*** Opening RECORDS PROVIDED ***

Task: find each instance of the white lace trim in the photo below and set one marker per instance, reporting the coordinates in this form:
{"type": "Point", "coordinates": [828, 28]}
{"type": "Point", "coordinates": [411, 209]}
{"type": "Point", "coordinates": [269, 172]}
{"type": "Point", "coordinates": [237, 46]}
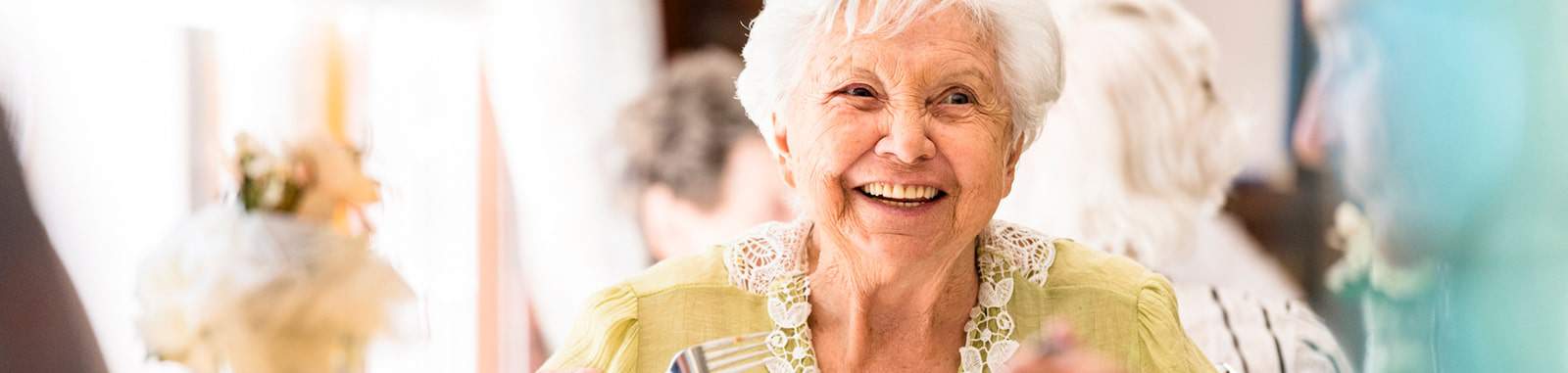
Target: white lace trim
{"type": "Point", "coordinates": [770, 260]}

*** Closing RECORDS PROVIDED ***

Transcribe all of the material exactly, leaving out whatever pictures it contains.

Task: find each instance of the white lace trim in the photo below and set one marker per instance, reporting the coordinates in this form:
{"type": "Point", "coordinates": [828, 28]}
{"type": "Point", "coordinates": [411, 209]}
{"type": "Point", "coordinates": [269, 172]}
{"type": "Point", "coordinates": [237, 46]}
Target: white lace trim
{"type": "Point", "coordinates": [770, 260]}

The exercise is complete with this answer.